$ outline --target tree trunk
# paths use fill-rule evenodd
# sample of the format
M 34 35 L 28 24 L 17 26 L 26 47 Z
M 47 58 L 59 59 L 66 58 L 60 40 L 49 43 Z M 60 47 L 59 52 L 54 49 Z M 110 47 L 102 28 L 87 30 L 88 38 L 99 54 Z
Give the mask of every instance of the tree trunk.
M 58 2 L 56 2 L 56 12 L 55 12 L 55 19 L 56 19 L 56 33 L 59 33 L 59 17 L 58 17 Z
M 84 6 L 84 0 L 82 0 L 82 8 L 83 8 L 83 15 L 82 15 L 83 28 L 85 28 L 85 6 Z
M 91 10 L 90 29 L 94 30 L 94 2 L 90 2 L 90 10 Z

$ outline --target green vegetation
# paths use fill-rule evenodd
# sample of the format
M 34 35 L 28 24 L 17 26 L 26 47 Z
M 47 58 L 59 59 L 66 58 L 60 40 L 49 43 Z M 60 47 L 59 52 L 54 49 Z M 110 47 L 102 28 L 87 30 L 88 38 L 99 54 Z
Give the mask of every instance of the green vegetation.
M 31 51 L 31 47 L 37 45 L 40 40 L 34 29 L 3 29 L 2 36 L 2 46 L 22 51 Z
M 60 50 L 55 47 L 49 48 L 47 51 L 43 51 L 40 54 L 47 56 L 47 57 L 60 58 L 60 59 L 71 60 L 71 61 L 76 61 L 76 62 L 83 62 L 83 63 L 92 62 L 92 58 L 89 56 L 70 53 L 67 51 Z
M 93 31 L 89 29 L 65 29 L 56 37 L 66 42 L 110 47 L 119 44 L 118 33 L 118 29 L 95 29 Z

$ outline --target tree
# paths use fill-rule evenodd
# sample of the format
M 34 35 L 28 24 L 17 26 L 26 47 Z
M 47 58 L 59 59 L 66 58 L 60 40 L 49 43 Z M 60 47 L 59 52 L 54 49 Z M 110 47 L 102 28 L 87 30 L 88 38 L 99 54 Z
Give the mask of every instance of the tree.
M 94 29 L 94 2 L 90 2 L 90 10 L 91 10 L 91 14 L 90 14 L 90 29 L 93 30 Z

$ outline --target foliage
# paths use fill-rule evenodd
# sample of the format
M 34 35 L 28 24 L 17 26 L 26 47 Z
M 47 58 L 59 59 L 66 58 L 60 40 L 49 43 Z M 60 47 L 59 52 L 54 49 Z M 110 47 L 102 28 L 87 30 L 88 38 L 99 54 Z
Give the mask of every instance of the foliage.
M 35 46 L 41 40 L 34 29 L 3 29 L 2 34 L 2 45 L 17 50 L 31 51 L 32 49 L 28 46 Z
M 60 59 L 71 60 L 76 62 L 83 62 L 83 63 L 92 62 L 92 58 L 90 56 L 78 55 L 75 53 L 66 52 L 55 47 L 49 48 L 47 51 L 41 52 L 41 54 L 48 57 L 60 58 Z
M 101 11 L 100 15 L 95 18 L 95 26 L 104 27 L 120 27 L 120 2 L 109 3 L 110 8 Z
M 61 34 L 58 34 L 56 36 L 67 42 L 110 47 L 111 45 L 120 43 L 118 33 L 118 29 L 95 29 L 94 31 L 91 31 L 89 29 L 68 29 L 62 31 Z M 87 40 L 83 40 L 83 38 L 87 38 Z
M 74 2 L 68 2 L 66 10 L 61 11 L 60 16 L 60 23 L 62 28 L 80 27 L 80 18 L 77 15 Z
===============
CONSIGNE:
Recopie les lignes qui commencent à celle contenant « outline --target foliage » et se terminent à celle contenant « M 35 46 L 41 », en substituant « canopy » à « foliage ». Ne modifie rien d'autre.

RÉSULTAT ATTENDU:
$ outline --target canopy
# paths use fill-rule evenodd
# sample of the format
M 34 35 L 28 24 L 17 26 L 26 47 Z
M 47 58 L 59 59 L 66 58 L 60 40 L 49 43 Z M 60 47 L 59 52 L 54 49 Z M 110 47 L 102 28 L 87 30 L 88 38 L 99 54 Z
Give the mask of every instance of the canopy.
M 35 46 L 41 40 L 34 29 L 3 29 L 2 34 L 2 45 L 17 50 L 31 51 L 32 49 L 28 46 Z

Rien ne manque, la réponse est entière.